Aufgaben:
A. Wie viele Tonnen CO2 werden laut dem Auszug derzeit pro Jahr in die Luft geblasen?
B. Schreibe bitte den Auszug von „Für die Medien“ bis einschließlich „heute wieder mache.“ wortgetreu ab.

Auszug:
Es ist ja auch wirklich immer wieder so schön bequem, die alten, abgenutzten Schablonen hervor zu kramen und ein bisschen historisches Halbwissen unterzumischen. (Besonders schön: Der Vergleich der heutigen Jugendbewegung mit der Sozialdemokratie Ende des 19. Jahrhunderts.) Dann braucht man nicht so genau nachlesen oder hinhören, dann muss man nicht versuchen zu verstehen, was die junge Schwedin in Davos wirklich gesagt hat.

Für die Medien hatte sie dort aus den Schweizer Bergen vor allem einen Botschaft: Berichtet über die Zahlen! Berichtet über die Zahlen, die ich euch schon mehrfach aus dem letzten IPCC-Bericht vorgelesen habe und es auch heute wieder mache.

420 Milliarden Tonnen Kohlendioxid mit Stand vom 1. Januar 2018 kann die Menschheit noch emittieren. Aktualisiert sind das nur noch knapp 340 Milliarden Tonnen. Wenn diese Menge überschritten wird, haben wir eine 66prozentige Chance, dass die Erwärmung nicht auf 1,5 Grad Celsius über dem vorindustriellen Niveau beschränkt werden kann.

Das Brisante an diesen Zahlen – und auch darauf weisen Thunberg und viele andere junge Menschen immer wieder hin: Es werden derzeit gut 40 Milliarden Tonnen CO2 pro Jahr in die Luft geblasen. Im derzeitigen Tempo ist also die Latte in acht Jahren endgültig gerissen, was nicht heißt, dass danach alles egal ist, sondern dass es immer schlimmer werden wird. Mit jeder weiteren Tonne CO2.

Datensatz:
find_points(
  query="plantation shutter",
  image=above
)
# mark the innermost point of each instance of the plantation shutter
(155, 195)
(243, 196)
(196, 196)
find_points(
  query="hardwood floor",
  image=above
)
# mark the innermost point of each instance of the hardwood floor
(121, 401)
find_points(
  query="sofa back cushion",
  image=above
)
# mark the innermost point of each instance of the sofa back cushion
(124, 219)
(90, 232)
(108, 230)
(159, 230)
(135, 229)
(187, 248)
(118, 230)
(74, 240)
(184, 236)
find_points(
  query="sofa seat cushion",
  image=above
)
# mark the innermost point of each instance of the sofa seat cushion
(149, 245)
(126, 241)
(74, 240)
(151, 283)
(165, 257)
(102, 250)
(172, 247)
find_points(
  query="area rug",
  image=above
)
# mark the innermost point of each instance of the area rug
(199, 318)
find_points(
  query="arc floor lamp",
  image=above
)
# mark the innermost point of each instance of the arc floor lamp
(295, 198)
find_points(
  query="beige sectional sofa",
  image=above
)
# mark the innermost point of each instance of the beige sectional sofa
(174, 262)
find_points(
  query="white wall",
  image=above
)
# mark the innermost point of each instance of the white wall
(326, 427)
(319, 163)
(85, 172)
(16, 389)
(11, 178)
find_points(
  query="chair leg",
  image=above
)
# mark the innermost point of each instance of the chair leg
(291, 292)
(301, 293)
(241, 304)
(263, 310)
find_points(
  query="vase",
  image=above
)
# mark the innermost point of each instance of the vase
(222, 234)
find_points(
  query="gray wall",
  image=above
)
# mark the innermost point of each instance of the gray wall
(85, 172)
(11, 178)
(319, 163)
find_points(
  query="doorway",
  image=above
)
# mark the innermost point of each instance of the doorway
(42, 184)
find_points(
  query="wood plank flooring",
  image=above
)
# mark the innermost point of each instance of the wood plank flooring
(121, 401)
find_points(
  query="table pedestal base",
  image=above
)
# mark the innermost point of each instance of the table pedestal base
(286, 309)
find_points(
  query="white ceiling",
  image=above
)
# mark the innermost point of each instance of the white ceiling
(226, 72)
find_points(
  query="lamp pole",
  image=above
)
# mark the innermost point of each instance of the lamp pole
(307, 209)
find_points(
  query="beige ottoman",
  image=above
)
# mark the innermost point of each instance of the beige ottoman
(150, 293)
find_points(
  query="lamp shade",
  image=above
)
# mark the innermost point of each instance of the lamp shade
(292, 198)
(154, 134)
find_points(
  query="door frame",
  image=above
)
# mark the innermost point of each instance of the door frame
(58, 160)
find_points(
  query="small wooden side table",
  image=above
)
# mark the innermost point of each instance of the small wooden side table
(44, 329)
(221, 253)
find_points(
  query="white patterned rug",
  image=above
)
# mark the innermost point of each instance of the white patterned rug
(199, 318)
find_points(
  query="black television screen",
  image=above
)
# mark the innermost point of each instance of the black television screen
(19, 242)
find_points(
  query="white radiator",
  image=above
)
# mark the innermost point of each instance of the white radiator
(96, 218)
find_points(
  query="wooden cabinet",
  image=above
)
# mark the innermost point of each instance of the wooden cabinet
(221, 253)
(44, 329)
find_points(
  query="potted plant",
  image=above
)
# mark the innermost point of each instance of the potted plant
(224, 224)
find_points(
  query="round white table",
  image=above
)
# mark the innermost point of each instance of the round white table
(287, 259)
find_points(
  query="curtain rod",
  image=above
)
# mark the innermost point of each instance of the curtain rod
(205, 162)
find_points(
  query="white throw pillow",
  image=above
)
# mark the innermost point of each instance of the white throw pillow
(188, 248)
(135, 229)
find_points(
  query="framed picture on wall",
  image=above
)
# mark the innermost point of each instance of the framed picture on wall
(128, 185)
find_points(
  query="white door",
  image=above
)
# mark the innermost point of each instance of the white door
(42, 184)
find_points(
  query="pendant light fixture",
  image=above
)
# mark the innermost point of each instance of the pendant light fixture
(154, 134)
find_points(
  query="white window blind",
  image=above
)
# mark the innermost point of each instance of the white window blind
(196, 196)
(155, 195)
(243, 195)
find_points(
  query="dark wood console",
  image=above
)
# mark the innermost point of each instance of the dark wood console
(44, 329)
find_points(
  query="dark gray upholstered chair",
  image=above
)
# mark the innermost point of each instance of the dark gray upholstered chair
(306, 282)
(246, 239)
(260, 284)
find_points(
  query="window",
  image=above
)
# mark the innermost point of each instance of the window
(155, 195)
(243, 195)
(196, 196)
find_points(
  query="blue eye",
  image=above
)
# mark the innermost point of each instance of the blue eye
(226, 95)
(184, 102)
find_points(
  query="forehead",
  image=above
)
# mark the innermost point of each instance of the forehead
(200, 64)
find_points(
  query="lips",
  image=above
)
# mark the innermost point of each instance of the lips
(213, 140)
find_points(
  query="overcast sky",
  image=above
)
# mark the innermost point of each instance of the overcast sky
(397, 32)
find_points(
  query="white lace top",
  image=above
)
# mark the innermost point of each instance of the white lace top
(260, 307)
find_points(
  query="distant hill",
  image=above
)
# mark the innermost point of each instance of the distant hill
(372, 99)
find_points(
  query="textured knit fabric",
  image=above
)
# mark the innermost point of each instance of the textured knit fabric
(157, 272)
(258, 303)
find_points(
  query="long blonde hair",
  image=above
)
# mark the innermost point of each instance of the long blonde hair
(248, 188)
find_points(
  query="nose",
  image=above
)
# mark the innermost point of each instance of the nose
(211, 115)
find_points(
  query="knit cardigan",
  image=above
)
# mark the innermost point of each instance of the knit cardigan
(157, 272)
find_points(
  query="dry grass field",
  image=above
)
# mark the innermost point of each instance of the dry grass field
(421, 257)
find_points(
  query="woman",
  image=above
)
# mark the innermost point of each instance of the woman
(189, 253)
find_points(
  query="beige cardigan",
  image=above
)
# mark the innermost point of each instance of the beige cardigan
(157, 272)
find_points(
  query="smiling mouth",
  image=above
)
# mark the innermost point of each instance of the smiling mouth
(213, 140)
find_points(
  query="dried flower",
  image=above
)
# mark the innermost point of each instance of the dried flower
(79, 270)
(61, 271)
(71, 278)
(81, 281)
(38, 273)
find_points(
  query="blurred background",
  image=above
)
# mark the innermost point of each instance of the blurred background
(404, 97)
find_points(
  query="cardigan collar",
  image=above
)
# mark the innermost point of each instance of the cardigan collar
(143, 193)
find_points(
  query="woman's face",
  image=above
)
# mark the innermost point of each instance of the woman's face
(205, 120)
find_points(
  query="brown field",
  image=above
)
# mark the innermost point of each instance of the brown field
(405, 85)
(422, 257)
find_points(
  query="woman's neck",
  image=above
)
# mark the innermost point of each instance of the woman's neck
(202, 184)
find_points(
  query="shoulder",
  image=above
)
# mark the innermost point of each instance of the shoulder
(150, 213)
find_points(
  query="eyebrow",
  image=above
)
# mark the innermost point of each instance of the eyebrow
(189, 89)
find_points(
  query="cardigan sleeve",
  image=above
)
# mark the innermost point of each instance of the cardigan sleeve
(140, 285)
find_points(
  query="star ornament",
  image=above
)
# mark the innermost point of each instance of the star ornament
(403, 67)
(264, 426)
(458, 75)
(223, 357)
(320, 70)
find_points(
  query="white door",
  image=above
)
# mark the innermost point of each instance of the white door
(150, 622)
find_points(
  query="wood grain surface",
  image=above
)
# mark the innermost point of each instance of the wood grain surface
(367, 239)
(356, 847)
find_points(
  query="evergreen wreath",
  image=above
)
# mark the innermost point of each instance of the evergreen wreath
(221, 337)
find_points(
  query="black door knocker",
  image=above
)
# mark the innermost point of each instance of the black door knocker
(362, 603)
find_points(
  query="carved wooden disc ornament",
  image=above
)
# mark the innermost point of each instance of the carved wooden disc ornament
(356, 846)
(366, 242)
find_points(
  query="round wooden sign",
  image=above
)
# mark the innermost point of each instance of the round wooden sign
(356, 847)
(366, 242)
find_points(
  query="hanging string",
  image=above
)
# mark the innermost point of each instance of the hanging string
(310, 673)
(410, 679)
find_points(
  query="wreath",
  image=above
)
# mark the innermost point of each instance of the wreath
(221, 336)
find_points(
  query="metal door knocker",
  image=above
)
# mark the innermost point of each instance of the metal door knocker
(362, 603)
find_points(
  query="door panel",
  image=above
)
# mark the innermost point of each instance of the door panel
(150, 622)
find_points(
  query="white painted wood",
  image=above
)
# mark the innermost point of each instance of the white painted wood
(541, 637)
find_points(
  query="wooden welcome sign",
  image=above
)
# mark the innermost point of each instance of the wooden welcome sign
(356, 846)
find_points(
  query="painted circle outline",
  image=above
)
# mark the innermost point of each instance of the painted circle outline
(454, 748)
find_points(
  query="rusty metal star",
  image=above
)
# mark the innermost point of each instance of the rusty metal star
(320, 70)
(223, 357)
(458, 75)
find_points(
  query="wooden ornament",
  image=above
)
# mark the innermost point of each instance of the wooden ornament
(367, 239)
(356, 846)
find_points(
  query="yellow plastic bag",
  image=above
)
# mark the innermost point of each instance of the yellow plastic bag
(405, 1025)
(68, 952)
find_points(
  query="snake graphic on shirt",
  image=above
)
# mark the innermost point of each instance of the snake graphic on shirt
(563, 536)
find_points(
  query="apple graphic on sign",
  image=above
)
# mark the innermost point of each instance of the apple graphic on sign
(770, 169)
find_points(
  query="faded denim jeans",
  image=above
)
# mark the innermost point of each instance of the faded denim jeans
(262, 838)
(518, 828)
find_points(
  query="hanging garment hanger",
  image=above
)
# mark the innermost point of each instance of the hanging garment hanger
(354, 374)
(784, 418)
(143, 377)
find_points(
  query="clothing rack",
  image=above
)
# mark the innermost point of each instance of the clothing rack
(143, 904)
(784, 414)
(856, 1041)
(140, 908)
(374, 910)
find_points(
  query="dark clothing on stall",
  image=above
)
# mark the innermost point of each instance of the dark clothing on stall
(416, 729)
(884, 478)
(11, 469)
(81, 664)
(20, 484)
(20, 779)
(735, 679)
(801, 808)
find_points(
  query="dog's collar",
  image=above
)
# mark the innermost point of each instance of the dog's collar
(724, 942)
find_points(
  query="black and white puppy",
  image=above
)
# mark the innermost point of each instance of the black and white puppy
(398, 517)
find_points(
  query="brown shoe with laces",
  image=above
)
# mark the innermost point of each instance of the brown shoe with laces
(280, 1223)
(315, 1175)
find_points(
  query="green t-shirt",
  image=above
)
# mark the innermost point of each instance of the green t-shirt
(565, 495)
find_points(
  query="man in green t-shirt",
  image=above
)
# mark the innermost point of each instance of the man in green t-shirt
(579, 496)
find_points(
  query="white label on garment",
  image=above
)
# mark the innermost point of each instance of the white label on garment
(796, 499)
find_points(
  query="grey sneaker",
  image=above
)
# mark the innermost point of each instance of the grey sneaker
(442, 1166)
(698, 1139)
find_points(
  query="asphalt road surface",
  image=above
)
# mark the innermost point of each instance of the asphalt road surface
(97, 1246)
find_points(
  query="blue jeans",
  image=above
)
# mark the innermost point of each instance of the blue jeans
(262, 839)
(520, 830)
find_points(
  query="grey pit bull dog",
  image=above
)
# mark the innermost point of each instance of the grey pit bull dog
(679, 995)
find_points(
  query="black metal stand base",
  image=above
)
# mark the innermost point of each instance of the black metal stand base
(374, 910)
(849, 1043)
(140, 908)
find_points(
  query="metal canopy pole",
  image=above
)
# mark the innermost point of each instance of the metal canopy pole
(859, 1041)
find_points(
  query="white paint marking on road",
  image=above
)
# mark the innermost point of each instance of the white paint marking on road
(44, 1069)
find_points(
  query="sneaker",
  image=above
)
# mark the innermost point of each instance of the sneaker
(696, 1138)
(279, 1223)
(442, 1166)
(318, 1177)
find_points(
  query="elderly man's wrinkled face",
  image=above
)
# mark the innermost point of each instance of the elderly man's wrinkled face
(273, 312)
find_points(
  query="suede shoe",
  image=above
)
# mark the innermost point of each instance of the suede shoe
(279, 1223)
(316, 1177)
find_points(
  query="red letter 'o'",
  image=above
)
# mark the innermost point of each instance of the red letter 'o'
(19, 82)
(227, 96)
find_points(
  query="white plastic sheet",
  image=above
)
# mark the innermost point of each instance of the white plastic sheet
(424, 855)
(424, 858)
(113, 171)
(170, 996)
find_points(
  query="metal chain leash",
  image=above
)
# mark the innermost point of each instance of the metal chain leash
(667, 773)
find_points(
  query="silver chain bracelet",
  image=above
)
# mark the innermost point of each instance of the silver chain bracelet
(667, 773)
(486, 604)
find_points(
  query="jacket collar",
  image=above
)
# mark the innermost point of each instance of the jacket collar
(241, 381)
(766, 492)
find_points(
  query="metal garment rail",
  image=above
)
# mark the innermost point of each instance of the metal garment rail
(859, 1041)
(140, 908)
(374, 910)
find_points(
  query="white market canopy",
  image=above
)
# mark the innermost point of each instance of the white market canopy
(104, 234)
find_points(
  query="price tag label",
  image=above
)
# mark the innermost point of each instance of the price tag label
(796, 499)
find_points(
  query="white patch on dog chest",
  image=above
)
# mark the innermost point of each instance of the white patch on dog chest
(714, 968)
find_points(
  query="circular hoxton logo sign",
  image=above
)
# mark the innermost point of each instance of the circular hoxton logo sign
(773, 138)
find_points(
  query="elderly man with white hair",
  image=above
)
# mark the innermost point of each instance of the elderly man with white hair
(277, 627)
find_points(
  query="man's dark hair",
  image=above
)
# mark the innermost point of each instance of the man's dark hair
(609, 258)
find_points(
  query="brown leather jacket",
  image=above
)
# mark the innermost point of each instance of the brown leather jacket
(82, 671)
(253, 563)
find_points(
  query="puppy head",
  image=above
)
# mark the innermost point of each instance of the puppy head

Lösungen:
A. Gut 40 Milliarden Tonnen.

B.
Für die Medien hatte sie dort aus den Schweizer Bergen vor allem einen Botschaft: Berichtet über die Zahlen! Berichtet über die Zahlen, die ich euch schon mehrfach aus dem letzten IPCC-Bericht vorgelesen habe und es auch heute wieder mache.